- [THE PROBLEM]
Copy out the entries below exactly as they stand, but only from the line containing "Target: unbaked muffin batter" through the line containing "Target: black background".

Saved entries
══════

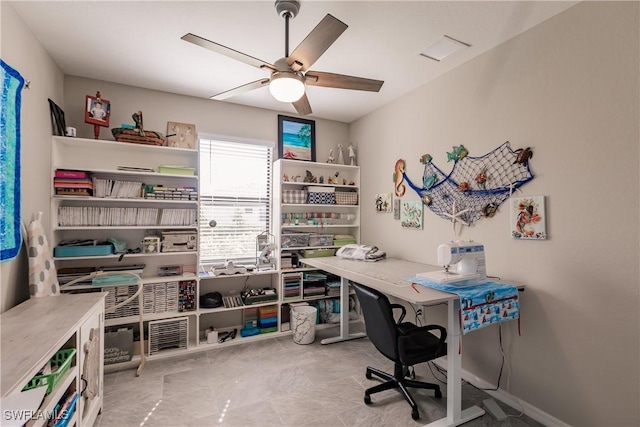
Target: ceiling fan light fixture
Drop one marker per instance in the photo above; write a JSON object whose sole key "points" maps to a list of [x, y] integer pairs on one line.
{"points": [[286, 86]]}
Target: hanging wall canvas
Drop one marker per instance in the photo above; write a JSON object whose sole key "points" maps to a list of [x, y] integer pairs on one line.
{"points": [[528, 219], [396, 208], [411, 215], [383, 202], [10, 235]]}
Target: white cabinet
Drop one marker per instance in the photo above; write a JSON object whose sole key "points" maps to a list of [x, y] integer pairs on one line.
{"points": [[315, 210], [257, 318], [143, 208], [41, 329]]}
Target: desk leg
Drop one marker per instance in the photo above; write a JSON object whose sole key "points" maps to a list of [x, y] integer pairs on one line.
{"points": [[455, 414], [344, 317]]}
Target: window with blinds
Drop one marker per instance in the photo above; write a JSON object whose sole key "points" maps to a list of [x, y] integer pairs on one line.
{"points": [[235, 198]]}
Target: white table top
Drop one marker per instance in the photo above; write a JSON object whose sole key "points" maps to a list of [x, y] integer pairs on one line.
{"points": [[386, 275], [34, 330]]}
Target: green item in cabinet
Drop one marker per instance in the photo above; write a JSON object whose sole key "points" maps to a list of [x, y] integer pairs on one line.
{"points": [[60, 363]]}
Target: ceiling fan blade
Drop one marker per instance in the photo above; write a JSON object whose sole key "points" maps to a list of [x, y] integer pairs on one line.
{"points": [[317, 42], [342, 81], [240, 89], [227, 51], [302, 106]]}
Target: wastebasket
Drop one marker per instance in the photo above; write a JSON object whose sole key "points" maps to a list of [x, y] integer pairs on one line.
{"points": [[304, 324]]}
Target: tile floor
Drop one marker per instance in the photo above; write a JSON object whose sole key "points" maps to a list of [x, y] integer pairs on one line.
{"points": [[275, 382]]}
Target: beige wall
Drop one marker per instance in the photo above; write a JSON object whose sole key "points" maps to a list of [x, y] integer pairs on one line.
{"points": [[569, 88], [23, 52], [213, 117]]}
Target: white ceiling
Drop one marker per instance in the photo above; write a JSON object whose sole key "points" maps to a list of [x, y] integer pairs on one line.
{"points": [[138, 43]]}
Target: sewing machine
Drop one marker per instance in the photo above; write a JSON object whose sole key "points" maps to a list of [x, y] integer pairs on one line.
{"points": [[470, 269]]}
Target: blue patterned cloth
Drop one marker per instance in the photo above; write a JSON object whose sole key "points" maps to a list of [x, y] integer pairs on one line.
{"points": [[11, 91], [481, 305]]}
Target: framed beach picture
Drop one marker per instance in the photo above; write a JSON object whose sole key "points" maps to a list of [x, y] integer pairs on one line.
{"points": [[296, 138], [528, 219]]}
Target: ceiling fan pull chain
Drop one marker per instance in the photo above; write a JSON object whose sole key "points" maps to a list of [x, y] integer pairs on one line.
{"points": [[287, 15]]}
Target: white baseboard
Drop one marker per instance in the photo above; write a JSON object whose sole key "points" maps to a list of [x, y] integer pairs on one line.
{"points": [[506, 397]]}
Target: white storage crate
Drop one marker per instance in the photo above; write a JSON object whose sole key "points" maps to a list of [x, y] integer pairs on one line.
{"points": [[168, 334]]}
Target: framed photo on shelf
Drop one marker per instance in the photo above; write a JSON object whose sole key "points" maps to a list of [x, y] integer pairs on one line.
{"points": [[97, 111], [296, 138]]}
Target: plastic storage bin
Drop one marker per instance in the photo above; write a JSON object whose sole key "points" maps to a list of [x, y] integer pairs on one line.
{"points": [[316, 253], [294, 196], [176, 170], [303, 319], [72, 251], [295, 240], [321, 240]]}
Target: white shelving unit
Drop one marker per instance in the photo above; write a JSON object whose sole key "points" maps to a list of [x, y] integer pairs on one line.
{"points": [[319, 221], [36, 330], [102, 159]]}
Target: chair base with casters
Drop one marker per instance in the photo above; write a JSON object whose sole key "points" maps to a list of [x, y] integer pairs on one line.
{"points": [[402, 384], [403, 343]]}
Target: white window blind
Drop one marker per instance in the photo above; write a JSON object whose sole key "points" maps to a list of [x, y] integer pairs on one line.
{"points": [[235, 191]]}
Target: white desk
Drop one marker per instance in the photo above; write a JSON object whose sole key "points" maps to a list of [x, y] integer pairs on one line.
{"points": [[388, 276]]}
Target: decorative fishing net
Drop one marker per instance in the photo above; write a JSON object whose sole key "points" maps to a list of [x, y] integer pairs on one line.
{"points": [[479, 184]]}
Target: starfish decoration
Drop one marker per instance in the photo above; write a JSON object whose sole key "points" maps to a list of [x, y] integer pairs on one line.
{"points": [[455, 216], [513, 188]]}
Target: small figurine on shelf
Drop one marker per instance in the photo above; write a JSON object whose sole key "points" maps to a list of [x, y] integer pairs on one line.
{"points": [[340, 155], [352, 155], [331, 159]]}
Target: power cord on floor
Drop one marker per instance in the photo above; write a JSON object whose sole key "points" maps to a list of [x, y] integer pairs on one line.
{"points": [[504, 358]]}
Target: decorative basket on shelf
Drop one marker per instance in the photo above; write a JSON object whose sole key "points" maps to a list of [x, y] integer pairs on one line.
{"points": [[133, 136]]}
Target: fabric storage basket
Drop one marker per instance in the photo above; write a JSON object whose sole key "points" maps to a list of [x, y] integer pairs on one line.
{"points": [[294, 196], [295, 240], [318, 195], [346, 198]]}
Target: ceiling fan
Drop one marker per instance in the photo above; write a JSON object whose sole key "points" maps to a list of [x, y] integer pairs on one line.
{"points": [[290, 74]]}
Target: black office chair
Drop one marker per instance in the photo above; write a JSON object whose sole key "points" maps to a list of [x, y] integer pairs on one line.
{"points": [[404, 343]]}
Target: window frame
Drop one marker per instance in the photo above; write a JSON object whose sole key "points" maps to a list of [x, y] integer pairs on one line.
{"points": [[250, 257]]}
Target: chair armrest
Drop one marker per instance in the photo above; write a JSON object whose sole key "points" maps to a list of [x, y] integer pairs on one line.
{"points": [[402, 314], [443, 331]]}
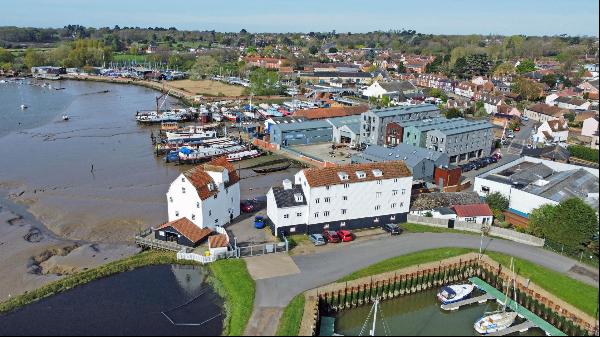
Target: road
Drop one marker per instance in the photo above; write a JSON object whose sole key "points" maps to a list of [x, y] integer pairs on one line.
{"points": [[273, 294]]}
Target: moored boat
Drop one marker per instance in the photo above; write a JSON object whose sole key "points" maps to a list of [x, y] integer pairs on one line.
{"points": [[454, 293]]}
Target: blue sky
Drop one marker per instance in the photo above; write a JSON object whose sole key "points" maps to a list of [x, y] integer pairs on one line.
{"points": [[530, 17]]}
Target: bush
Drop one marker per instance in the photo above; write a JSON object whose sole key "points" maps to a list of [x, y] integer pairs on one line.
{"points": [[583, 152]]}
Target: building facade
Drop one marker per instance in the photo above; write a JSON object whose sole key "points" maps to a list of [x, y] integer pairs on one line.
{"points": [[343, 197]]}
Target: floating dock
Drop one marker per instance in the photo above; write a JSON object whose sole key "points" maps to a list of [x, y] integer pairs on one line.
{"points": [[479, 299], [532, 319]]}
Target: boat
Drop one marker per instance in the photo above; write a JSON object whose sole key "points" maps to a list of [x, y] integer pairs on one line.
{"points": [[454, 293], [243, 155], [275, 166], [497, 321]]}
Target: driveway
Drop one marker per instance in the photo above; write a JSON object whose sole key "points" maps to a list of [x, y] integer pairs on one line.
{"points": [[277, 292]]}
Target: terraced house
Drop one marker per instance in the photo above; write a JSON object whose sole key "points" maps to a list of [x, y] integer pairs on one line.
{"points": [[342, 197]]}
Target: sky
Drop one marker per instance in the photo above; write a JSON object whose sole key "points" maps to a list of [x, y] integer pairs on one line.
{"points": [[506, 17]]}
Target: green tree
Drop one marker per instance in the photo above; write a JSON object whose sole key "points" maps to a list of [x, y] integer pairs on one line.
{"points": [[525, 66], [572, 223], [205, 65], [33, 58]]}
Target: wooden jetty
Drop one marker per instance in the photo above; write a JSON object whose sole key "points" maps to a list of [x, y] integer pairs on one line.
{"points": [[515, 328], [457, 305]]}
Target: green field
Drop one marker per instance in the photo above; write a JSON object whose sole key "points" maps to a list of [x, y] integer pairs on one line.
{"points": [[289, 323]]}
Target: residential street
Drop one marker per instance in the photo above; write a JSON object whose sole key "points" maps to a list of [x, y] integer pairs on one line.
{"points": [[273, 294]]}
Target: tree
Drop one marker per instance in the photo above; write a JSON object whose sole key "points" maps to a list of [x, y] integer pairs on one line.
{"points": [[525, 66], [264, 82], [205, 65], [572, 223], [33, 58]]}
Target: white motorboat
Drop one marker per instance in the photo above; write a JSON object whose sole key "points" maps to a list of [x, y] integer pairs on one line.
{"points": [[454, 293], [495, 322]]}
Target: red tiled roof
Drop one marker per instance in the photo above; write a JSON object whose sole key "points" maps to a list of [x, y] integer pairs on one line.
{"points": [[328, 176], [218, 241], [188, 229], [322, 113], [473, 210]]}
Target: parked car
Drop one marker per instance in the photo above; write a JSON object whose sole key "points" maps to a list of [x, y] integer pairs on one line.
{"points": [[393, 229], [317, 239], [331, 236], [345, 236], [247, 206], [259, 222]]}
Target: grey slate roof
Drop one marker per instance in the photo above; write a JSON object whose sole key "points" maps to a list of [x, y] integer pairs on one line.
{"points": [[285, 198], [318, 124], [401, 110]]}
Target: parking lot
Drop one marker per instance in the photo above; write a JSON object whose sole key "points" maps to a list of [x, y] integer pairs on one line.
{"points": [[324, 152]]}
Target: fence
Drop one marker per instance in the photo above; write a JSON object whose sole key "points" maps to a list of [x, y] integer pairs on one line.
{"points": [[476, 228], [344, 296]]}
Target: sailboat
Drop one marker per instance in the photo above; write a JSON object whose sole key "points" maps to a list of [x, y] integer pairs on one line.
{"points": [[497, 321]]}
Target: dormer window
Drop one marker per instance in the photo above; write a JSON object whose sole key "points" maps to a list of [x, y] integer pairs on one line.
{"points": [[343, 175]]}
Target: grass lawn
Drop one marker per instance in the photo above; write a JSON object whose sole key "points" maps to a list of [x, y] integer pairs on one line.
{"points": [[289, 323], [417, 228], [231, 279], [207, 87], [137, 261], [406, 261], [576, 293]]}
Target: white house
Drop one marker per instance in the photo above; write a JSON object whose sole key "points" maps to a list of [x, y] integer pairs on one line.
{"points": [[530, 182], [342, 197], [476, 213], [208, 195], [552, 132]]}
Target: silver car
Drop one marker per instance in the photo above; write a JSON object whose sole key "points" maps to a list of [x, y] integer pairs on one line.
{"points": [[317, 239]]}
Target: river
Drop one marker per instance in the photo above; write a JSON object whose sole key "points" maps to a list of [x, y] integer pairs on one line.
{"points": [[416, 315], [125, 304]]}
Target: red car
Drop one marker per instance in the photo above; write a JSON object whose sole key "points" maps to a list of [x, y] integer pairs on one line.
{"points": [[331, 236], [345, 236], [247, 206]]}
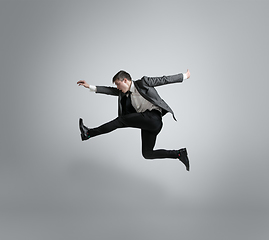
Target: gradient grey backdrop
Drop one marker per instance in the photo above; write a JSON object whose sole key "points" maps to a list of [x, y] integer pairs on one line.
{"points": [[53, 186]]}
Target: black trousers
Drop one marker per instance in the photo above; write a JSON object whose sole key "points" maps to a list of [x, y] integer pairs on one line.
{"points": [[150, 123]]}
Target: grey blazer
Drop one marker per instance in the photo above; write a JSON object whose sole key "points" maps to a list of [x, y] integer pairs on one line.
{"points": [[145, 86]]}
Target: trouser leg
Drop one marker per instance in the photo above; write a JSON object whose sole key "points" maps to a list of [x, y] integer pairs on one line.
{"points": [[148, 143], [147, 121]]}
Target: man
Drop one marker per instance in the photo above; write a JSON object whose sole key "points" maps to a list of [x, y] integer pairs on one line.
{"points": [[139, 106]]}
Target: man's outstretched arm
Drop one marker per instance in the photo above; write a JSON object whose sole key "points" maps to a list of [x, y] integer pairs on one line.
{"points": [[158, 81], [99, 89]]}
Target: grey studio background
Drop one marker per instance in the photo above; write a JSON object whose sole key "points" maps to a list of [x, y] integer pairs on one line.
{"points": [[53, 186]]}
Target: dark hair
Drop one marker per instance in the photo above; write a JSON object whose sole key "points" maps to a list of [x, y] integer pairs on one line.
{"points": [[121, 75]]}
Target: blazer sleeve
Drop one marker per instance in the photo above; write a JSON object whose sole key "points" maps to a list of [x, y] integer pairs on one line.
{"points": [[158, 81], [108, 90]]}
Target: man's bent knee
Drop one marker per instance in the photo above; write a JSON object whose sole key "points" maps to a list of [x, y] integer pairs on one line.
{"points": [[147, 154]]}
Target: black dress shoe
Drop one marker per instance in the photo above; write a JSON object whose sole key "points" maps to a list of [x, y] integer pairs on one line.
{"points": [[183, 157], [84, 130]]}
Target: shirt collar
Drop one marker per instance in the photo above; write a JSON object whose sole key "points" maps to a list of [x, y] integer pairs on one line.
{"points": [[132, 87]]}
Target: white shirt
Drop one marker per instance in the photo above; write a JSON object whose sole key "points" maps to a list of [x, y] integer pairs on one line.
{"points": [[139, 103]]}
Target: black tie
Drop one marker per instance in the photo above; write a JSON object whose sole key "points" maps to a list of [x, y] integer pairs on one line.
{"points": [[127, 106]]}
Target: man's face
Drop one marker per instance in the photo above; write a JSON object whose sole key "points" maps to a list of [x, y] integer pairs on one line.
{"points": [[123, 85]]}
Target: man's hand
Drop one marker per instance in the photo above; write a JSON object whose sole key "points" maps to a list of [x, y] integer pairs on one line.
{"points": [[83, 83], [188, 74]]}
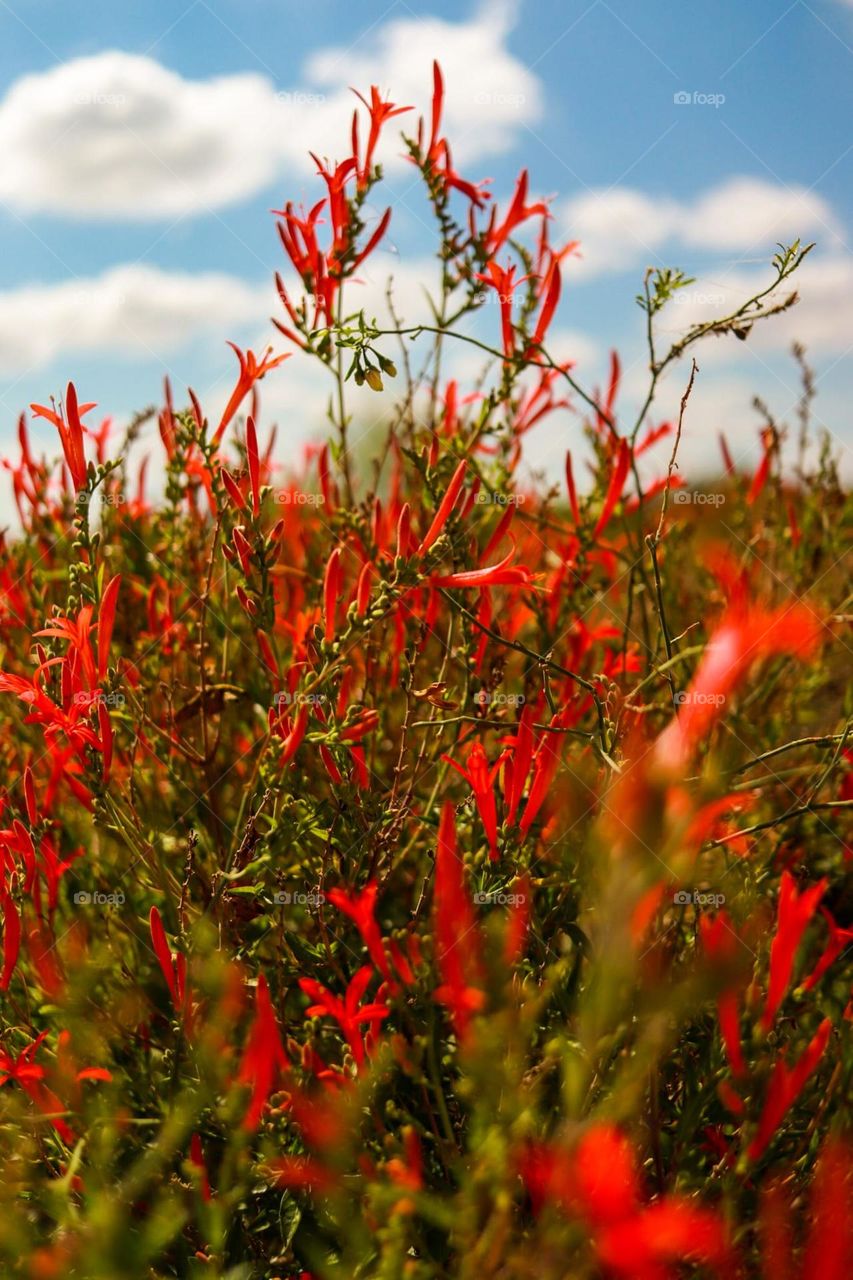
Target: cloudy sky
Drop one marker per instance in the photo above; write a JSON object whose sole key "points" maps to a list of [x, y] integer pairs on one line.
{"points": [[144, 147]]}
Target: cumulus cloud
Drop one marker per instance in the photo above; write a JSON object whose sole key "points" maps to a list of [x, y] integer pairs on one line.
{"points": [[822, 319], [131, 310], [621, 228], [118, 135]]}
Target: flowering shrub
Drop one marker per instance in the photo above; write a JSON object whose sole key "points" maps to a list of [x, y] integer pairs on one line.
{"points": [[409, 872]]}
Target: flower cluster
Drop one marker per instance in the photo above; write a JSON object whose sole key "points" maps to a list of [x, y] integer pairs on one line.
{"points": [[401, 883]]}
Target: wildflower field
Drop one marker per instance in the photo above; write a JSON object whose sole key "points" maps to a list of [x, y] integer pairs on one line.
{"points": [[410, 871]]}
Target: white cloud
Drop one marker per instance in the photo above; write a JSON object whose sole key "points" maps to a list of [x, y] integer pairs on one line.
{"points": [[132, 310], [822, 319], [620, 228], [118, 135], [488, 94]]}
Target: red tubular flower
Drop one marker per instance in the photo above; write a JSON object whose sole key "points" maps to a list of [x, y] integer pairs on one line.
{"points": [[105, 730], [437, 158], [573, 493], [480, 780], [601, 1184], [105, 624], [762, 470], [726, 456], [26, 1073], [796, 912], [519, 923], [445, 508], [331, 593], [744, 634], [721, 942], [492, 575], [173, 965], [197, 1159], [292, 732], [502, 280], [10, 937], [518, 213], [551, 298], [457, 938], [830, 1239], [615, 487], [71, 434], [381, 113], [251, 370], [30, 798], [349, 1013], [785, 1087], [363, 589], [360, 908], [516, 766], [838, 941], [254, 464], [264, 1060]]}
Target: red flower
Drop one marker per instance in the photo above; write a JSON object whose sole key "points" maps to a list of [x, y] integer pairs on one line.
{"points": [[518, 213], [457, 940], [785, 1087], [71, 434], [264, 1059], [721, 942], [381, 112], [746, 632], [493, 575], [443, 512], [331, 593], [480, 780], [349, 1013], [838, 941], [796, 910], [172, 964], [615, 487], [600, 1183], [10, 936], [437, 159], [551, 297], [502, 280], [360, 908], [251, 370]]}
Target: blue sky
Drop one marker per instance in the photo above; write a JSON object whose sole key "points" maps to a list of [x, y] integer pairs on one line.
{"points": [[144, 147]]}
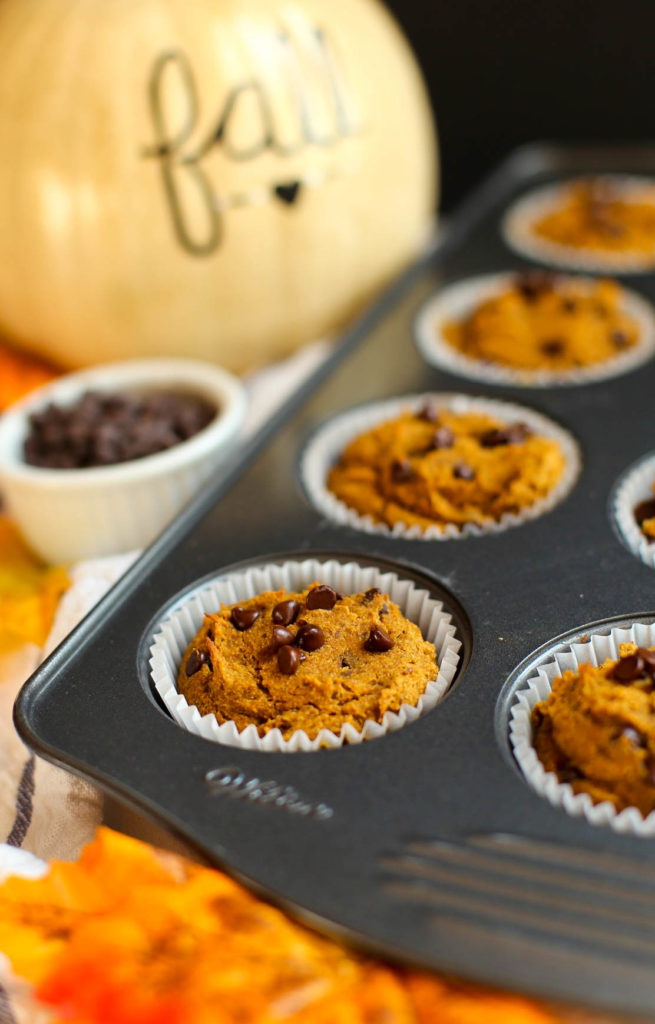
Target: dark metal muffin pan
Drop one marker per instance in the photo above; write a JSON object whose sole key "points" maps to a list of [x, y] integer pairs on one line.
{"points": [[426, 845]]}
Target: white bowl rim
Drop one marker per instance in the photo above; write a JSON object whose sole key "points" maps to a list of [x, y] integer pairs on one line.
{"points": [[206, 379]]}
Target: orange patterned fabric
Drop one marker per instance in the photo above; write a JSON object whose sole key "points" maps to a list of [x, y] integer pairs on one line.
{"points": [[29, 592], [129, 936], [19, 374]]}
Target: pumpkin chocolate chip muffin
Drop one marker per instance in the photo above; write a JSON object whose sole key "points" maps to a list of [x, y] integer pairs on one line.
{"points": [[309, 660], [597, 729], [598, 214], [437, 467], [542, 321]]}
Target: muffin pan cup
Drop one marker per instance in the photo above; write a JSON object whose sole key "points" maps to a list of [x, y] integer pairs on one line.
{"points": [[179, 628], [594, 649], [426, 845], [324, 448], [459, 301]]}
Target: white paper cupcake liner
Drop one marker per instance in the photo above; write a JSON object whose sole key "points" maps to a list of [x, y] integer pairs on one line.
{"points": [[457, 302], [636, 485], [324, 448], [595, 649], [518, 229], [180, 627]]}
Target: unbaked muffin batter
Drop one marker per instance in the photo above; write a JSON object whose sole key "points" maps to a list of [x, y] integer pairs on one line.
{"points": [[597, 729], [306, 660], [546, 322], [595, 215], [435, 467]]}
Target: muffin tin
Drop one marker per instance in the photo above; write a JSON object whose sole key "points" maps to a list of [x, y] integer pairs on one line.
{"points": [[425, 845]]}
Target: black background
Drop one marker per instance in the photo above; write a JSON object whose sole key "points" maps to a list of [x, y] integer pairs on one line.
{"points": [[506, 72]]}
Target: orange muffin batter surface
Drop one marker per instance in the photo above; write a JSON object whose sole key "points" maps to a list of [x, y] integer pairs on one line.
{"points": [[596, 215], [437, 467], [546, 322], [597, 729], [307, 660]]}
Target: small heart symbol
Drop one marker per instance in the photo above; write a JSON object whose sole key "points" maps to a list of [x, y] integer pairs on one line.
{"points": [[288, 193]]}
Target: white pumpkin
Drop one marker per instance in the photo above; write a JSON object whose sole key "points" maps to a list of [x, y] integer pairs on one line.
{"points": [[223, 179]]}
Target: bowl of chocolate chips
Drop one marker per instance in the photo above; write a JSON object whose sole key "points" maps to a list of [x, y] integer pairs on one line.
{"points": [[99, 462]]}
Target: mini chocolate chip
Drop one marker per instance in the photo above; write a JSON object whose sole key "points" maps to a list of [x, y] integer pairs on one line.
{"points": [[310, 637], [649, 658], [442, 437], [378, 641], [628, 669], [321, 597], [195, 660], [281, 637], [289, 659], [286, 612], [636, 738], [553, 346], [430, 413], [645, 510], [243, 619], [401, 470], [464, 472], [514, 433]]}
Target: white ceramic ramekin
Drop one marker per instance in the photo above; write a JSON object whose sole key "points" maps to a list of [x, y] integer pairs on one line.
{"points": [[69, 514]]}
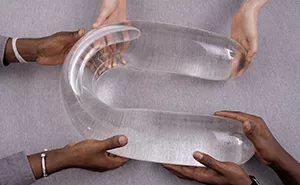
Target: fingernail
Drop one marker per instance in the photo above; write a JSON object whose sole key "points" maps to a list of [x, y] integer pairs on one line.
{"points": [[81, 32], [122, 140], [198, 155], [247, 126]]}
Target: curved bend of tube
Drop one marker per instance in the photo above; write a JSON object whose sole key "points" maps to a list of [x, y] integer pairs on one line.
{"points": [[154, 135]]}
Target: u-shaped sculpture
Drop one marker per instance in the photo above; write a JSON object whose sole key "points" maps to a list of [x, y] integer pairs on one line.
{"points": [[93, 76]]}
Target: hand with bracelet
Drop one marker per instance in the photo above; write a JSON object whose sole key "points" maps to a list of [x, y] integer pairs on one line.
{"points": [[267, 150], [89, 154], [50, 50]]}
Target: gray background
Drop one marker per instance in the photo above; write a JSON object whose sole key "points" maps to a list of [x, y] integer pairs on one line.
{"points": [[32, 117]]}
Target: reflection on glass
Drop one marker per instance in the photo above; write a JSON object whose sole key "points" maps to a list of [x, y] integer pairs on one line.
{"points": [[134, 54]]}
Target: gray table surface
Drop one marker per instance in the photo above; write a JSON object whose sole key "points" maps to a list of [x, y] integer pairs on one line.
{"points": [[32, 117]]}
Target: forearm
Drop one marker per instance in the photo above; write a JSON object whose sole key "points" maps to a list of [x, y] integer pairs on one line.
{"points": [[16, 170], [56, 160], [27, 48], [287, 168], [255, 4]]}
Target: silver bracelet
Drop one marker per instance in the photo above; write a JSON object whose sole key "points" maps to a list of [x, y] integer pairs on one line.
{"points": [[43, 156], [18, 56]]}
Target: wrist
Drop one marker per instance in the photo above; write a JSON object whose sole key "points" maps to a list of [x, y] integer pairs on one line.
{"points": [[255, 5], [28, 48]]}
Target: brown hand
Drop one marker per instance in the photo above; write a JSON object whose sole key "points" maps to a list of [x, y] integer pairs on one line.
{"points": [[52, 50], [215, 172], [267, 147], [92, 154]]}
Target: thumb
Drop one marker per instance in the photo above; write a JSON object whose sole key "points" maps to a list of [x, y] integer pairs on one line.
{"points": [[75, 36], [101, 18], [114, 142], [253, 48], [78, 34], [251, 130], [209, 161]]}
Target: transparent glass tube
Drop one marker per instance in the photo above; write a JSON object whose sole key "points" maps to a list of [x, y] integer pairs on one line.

══════

- [RESULT]
Target: unbaked muffin batter
Drop one marker per instance in the photo above; write a JSON object whose sole key "points" maps to a list of [x, y] integer pairs on one line.
{"points": [[597, 729], [306, 660], [546, 322], [595, 215], [435, 467]]}
Target: muffin tin
Drop one marker per instance in the photo above; write a JSON object whose sole key "points" maps to a list of [x, y] integer pairs on one line.
{"points": [[425, 845]]}
Target: black background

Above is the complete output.